### PROVIDED TEXT
As an educator and a mother of three school-aged children, I've had a front-row seat to the countless adjustments that kids have made in response to the COVID-19 pandemic. We've made the best of our current situation with drive-by birthday parties, Zoom dance classes, and remote learning, but the desire for sincere human connection remains at an all-time high.
Further Reading: 3 Online Classroom Materials for the Virtual Classroom
My 9-year-old social butterfly immerses herself in learning the same way she does everything else she experiences: head first, with all five senses and a need for the back-and-forth dialogue that's sometimes hard to come by in a virtual world. She's ended many of her fourth-grade remote learning sessions in tears. She knows that she misses her friends, but she's not quite able to articulate why.
It's not just young kids who feel this way. The high school students I teach are experiencing a similar longing for the social aspects of education. On a fundamental level, kids simply miss being with other kids. But what they're really after goes beyond recess and proms—and they don't even know it.
The Dividends of Diverse Connections
As with wellness, educational wholeness is made up of many moving parts; the need for connection through learning is one of the most crucial. As the pandemic continues, parents and educators must provide the connection kids need, specifically ones that span cultures and geographic barriers.
Fostering diversity and cultural awareness in the classroom is always important, but I can't recall a time when it has been more necessary. Millions of Americans are restricted to their own little bubbles, limiting their interactions and perspectives—to say nothing of the political division plaguing the country. Multicultural connections are crucial, the Drexel University School of Education says, because they benefit learning and nurture empathy and open-mindedness.
I've found what I hope will help future generations grow into global citizens by way of today's learning: iDialogue. iDialogue is a free online platform that connects students from around the globe through interactive, collaborative learning. Once teachers register their students, they'll have access to simple, fun ways to build and learn from their multicultural pen pals.
Getting a Dialogue Going
There are four main sections of iDialogue: the Lectorium, Debates, Challenges, and the Community.

### SUPPLIED MATERIAL
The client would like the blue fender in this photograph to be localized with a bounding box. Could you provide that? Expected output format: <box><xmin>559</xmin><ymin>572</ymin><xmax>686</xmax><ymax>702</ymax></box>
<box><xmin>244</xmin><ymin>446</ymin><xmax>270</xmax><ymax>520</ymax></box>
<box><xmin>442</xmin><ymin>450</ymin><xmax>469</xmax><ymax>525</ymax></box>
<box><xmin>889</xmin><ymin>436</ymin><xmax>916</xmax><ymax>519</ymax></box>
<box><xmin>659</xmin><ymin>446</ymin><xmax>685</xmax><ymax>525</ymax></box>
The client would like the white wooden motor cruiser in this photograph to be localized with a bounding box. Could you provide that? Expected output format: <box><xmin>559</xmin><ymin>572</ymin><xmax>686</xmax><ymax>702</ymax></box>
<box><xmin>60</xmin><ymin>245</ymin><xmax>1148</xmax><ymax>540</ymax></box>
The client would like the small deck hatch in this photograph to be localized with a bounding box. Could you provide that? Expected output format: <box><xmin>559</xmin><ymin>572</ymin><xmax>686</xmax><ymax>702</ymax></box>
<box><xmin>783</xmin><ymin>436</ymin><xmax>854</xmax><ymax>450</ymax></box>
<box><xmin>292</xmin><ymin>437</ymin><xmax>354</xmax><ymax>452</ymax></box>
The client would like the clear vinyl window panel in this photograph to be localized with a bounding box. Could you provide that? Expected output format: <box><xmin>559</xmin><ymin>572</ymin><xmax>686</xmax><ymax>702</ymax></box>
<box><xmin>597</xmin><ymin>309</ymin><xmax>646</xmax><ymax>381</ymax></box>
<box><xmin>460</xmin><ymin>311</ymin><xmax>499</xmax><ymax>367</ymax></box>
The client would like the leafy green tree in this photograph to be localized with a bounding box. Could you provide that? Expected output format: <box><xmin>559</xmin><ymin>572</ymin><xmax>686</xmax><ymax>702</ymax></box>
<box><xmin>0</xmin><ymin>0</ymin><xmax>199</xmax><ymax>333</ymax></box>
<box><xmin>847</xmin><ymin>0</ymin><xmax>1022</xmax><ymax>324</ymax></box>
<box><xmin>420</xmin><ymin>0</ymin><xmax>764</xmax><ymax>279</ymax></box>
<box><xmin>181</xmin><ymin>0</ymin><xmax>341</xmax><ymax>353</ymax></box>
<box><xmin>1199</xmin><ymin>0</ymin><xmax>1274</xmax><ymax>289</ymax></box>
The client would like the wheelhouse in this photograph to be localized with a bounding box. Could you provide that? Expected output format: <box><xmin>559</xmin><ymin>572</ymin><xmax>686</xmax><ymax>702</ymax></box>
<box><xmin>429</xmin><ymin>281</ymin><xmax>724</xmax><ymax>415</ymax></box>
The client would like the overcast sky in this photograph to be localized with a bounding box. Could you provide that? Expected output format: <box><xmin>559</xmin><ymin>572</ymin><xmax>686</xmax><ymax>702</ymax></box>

### EXERCISE BRIEF
Rewrite the passage of the remote-learning essay starting with "Further Reading: 3" and going on through "even know it.", with "social butterfly" changed to "natural talker".

### RESULT FOR THIS TASK
Further Reading: 3 Online Classroom Materials for the Virtual Classroom
My 9-year-old natural talker immerses herself in learning the same way she does everything else she experiences: head first, with all five senses and a need for the back-and-forth dialogue that's sometimes hard to come by in a virtual world. She's ended many of her fourth-grade remote learning sessions in tears. She knows that she misses her friends, but she's not quite able to articulate why.
It's not just young kids who feel this way. The high school students I teach are experiencing a similar longing for the social aspects of education. On a fundamental level, kids simply miss being with other kids. But what they're really after goes beyond recess and proms—and they don't even know it.